> Testo di studio
Al Bambino Gesù un’operazione unica. Intervista al Prof. Pietro Bagolan

Al Bambino Gesù un’operazione unica. Intervista al Prof. Pietro Bagolan

Un’operazione unica in Italia, effettuatasi per la prima volta nel nostro Paese lo scorso 30 novembre. La separazione di due gemelline siamesi del Burundi, unite per la zona sacro-coccigea, è stato un intervento che ha richiesto 12 ore di tempo e decine di medici distribuiti in più equipe.

Il Prof. Pietro Bagolan, Direttore Dipartimento di Neonatologia del Bambin Gesù, ha contribuito a scrivere una pagina della medicina moderna italiana coordinando la sua equipe medica ed effettuando la separazione delle gemelle.

Abbiamo intervistato il chirurgo romano e ci ha spiegato quali fossero i rischi dell’intervento, le difficoltà e lo svolgimento di un’operazione che è stata anche un grande spot per la medicina italiana.

Come ci si prepara ad un intervento di questo tipo?

La preparazione deve essere meticolosa: bisogna prepararsi non solo a quello che si dovrà fare ma anche a tutte le possibili sorprese sempre possibili. Si traccia il percorso ritenuto più plausibile ma simuliamo anche delle ipotesi relative a scenari diversi da quelli principali, così da essere pronti a priori.
Quello che occupa più la testa è tutto ciò che si è detto a vari livelli di preparazione sia effettivamente pronto, anche perché alcuni compiti si delegano. Ci deve essere poi l’affiatamento giusto affinché in sala ci sia sintonia e piena integrazione tra le componenti mediche specialistiche e infermieristiche.

Quante possibilità c’erano che l’intervento non andasse a buon fine?

L’incognita maggiore era quella riguardante la futura qualità della vita. C’erano dubbi per la delicatezza delle zone interessate perché si andava a toccare la parte spinale, cioè innervazione di strutture fragili come retto e vescica e zone anatomiche la cui funzione è essenziale per una buona qualità della vita, come l’ano e il retto.

In sala operatoria c’è spazio per la paura di sbagliare qualcosa?

Secondo me, a meno che uno non sia superficiale, il timore di poter commettere un errore o di essere impreciso è sempre presente altrimenti il livello di attenzione calerebbe. Dal mio punto di vista la preoccupazione c’è sempre così come la tranquillità di aver percorso tutti gli scenari possibili a mente serena. Ciò ti prepara a affrontare ogni aspetto.

> Estratto dei dati
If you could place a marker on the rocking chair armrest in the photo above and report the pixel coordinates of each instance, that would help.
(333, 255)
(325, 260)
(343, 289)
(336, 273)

> Il tuo obiettivo
Nell'intervista sull'operazione al Bambino Gesù, quanto è durato l'intervento di separazione delle gemelline? I record provengono da una fonte diversa.

> Esercizio svolto
L'intervento ha richiesto 12 ore.